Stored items
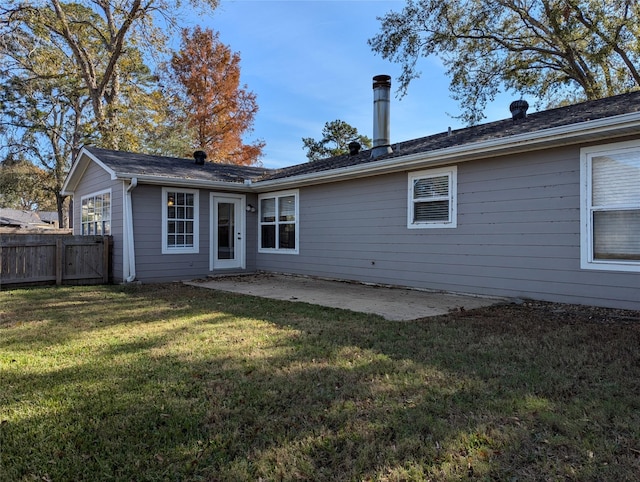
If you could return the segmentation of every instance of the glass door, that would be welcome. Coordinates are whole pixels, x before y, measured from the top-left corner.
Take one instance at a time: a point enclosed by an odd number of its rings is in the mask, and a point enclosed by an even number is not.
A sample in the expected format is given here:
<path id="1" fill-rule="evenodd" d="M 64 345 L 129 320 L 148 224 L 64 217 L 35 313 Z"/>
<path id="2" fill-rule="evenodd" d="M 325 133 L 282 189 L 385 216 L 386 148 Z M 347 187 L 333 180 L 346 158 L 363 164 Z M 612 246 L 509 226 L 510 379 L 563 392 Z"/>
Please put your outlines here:
<path id="1" fill-rule="evenodd" d="M 212 196 L 212 269 L 244 268 L 243 199 Z"/>

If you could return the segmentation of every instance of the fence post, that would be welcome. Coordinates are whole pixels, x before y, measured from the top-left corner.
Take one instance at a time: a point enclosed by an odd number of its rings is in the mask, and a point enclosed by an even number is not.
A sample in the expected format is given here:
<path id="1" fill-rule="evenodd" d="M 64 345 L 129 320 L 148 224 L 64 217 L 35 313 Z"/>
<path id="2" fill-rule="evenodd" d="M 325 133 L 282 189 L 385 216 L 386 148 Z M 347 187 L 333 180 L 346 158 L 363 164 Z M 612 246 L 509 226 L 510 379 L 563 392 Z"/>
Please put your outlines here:
<path id="1" fill-rule="evenodd" d="M 109 283 L 109 238 L 102 236 L 102 282 Z"/>
<path id="2" fill-rule="evenodd" d="M 62 272 L 64 270 L 64 242 L 62 238 L 56 239 L 56 284 L 62 284 Z"/>

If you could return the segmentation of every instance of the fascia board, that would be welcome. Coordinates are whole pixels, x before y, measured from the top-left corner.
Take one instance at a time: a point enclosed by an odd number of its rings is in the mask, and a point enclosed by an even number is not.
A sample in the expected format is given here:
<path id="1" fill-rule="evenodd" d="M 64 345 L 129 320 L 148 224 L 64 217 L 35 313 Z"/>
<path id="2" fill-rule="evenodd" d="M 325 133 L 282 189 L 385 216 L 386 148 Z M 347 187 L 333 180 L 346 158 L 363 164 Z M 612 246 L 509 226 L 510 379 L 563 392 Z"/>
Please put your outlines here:
<path id="1" fill-rule="evenodd" d="M 84 173 L 84 171 L 87 170 L 87 167 L 89 166 L 89 163 L 84 161 L 85 156 L 86 158 L 95 162 L 102 169 L 104 169 L 107 172 L 107 174 L 109 174 L 112 181 L 117 179 L 116 172 L 113 169 L 108 167 L 104 162 L 102 162 L 100 159 L 98 159 L 96 156 L 91 154 L 87 149 L 83 147 L 82 149 L 80 149 L 80 152 L 76 156 L 76 160 L 73 163 L 73 166 L 71 166 L 71 170 L 69 171 L 69 174 L 67 174 L 67 177 L 65 178 L 64 183 L 62 184 L 62 189 L 60 190 L 60 192 L 63 196 L 73 195 L 73 192 L 78 187 L 78 182 L 82 177 L 82 174 Z M 73 182 L 73 185 L 72 185 L 72 182 Z"/>
<path id="2" fill-rule="evenodd" d="M 198 189 L 217 189 L 233 192 L 250 192 L 251 185 L 226 182 L 226 181 L 205 181 L 203 179 L 184 179 L 179 177 L 151 176 L 130 173 L 117 173 L 118 179 L 138 179 L 138 184 L 152 184 L 156 186 L 190 187 Z"/>
<path id="3" fill-rule="evenodd" d="M 332 181 L 343 181 L 376 174 L 404 171 L 418 167 L 437 166 L 451 161 L 467 162 L 487 157 L 576 144 L 581 140 L 620 137 L 630 134 L 630 130 L 640 132 L 640 113 L 633 112 L 615 117 L 580 122 L 568 126 L 553 127 L 536 132 L 489 139 L 486 141 L 452 146 L 436 151 L 418 152 L 407 156 L 394 157 L 378 162 L 368 162 L 355 166 L 323 172 L 302 174 L 270 181 L 256 181 L 252 187 L 256 192 L 286 189 L 291 186 L 310 185 Z"/>

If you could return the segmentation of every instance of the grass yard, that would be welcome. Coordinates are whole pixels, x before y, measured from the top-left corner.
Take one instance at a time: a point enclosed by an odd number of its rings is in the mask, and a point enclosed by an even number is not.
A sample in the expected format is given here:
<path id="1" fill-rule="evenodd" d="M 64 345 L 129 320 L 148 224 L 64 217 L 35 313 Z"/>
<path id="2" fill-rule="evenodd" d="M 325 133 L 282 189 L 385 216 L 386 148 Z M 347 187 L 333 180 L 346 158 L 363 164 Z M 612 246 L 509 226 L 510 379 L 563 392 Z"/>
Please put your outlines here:
<path id="1" fill-rule="evenodd" d="M 0 292 L 0 481 L 640 478 L 638 313 Z"/>

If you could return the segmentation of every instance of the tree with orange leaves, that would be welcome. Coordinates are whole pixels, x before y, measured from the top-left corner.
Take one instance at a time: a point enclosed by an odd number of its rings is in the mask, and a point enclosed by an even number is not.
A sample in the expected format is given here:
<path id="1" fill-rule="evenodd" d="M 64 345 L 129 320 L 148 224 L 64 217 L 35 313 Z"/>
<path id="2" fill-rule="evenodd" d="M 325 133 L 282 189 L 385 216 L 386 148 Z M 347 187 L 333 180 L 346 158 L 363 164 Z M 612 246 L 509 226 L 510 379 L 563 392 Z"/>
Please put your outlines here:
<path id="1" fill-rule="evenodd" d="M 192 149 L 205 151 L 212 162 L 259 162 L 264 142 L 245 144 L 242 139 L 253 130 L 256 96 L 240 86 L 240 55 L 224 45 L 217 32 L 184 29 L 170 75 L 182 93 L 182 120 L 192 133 Z"/>

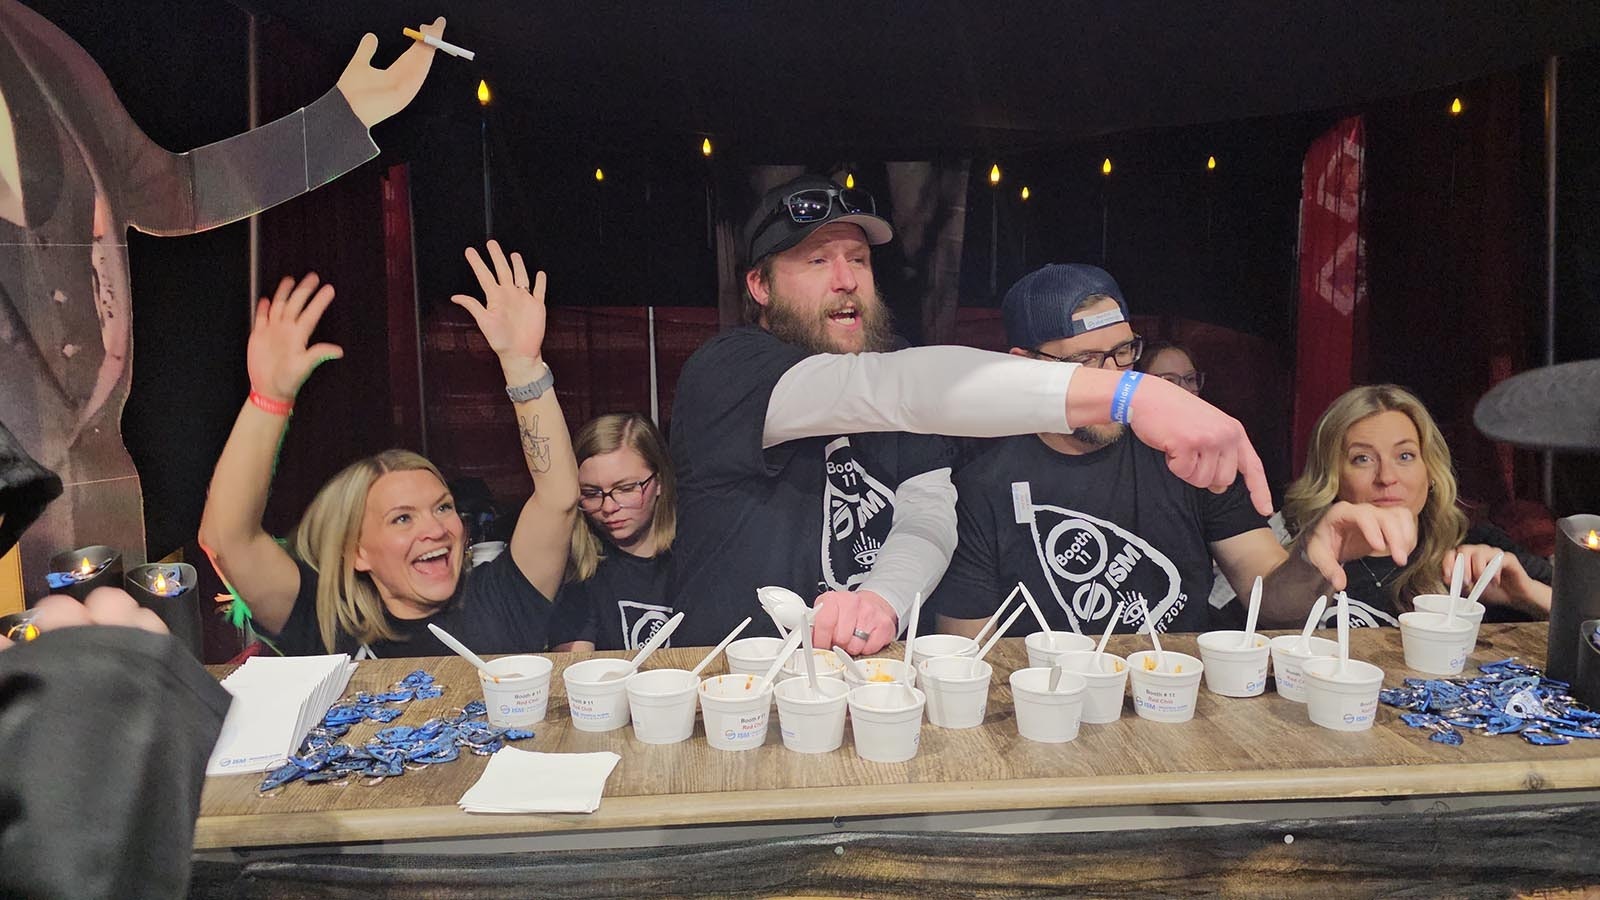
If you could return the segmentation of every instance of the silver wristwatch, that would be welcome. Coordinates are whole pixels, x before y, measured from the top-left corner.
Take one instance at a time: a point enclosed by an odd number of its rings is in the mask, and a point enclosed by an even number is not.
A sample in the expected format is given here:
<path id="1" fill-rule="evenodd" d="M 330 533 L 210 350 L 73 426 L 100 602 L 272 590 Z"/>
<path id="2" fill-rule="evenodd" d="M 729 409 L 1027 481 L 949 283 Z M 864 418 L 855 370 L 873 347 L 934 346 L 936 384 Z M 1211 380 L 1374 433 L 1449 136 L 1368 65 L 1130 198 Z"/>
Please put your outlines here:
<path id="1" fill-rule="evenodd" d="M 550 371 L 549 363 L 545 363 L 544 374 L 538 378 L 516 387 L 506 385 L 506 396 L 511 398 L 512 403 L 527 403 L 529 400 L 537 400 L 544 396 L 544 392 L 555 387 L 555 384 L 556 373 Z"/>

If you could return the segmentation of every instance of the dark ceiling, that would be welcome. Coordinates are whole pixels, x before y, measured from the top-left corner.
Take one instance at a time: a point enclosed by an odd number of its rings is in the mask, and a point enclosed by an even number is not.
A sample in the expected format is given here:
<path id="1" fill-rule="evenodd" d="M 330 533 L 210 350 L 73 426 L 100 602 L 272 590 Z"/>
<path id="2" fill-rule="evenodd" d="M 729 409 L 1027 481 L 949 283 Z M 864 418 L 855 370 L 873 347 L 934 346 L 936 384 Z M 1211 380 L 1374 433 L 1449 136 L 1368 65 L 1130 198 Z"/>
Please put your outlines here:
<path id="1" fill-rule="evenodd" d="M 341 55 L 449 18 L 424 106 L 747 145 L 1019 148 L 1353 106 L 1600 44 L 1600 2 L 235 0 Z"/>

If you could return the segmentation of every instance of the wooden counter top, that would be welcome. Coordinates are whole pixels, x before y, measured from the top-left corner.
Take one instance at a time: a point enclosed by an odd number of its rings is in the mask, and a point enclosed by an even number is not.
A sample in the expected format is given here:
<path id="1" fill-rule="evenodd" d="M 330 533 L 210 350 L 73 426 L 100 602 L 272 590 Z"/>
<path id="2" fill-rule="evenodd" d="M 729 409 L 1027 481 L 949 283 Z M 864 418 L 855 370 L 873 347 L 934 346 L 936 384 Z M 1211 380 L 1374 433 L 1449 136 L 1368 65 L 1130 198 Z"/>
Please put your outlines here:
<path id="1" fill-rule="evenodd" d="M 1485 625 L 1468 672 L 1479 662 L 1517 656 L 1542 665 L 1544 623 Z M 1198 655 L 1193 635 L 1163 638 L 1172 650 Z M 1119 653 L 1144 649 L 1134 636 L 1113 638 Z M 1352 656 L 1381 666 L 1393 686 L 1418 673 L 1404 667 L 1397 629 L 1357 629 Z M 893 648 L 898 653 L 899 647 Z M 691 667 L 704 648 L 663 650 L 649 668 Z M 618 654 L 605 654 L 618 655 Z M 592 815 L 469 815 L 455 806 L 487 764 L 463 754 L 456 762 L 408 772 L 367 787 L 292 784 L 276 796 L 256 793 L 259 775 L 208 778 L 195 833 L 197 849 L 330 844 L 420 838 L 515 835 L 673 825 L 826 819 L 834 816 L 977 812 L 1125 804 L 1307 800 L 1420 794 L 1481 794 L 1600 787 L 1600 741 L 1536 747 L 1514 735 L 1468 733 L 1462 746 L 1430 742 L 1379 706 L 1370 731 L 1340 733 L 1312 725 L 1305 707 L 1270 690 L 1231 699 L 1202 686 L 1191 722 L 1161 724 L 1134 715 L 1084 725 L 1077 740 L 1036 744 L 1017 735 L 1006 679 L 1026 665 L 1020 640 L 1005 640 L 995 666 L 988 715 L 981 727 L 947 730 L 924 723 L 919 755 L 905 763 L 859 759 L 846 730 L 844 745 L 818 756 L 784 749 L 773 714 L 765 746 L 742 753 L 712 750 L 700 726 L 690 740 L 641 744 L 632 728 L 604 734 L 571 727 L 556 664 L 550 712 L 526 750 L 612 750 L 622 762 Z M 377 691 L 415 669 L 445 686 L 438 700 L 413 703 L 394 724 L 418 724 L 477 698 L 477 679 L 456 658 L 363 662 L 350 692 Z M 215 669 L 220 674 L 225 670 Z M 720 664 L 709 670 L 723 671 Z M 363 724 L 349 740 L 376 726 Z"/>

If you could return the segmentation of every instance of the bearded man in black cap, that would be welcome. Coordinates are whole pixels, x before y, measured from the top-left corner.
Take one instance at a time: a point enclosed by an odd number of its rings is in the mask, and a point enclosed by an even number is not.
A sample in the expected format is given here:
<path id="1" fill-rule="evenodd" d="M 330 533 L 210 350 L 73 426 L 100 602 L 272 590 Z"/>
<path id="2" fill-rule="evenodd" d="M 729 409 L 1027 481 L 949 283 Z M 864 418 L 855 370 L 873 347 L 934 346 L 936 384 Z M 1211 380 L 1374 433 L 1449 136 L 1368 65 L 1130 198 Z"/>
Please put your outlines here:
<path id="1" fill-rule="evenodd" d="M 1002 312 L 1015 356 L 1128 373 L 1143 351 L 1122 289 L 1094 266 L 1025 275 Z M 1416 543 L 1404 510 L 1341 503 L 1291 557 L 1243 479 L 1221 492 L 1186 483 L 1120 423 L 996 442 L 956 486 L 960 543 L 934 606 L 957 634 L 975 634 L 1019 582 L 1052 630 L 1098 635 L 1120 609 L 1121 631 L 1205 631 L 1213 558 L 1240 597 L 1264 579 L 1262 627 L 1298 625 L 1318 593 L 1344 586 L 1344 559 L 1403 561 Z M 1038 628 L 1027 617 L 1012 633 Z"/>
<path id="2" fill-rule="evenodd" d="M 1180 477 L 1221 491 L 1242 472 L 1270 512 L 1243 427 L 1181 388 L 1152 379 L 1119 394 L 1118 373 L 964 347 L 886 352 L 872 248 L 892 237 L 870 194 L 818 176 L 767 192 L 751 217 L 755 324 L 697 350 L 673 405 L 680 644 L 713 643 L 746 615 L 758 623 L 747 634 L 771 633 L 763 585 L 816 595 L 818 646 L 894 640 L 955 549 L 950 452 L 926 435 L 1067 431 L 1118 414 Z"/>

▶ _Assignment_: Up to and including the line containing "of the fence", repeat every line from the start of the data, but none of the pictures.

▶ _Solution to this task_:
If you could return the segmentation of every instance of the glass door, that would be welcome. Coordinates are whole pixels, x before y, measured from the top-left corner.
Take one instance at a time: a point enclosed by an odd number of its rings is in the mask, and a point enclosed by an even number is not.
A sample in the expected format is given here:
<path id="1" fill-rule="evenodd" d="M 64 345 L 129 320 L 148 224 L 64 217 L 35 313 Z"/>
<path id="2" fill-rule="evenodd" d="M 325 133 L 282 189 L 385 216 L 386 148 Z M 347 187 L 333 180 L 346 158 L 363 164 Z M 612 246 L 509 226 L 510 379 L 563 392 Z"/>
Please put your outlines here:
<path id="1" fill-rule="evenodd" d="M 212 196 L 212 269 L 244 268 L 243 199 Z"/>

If you could return the segmentation of every instance of the fence post, that would be welcome. Coordinates are whole pixels, x before y, measured from the top-left corner.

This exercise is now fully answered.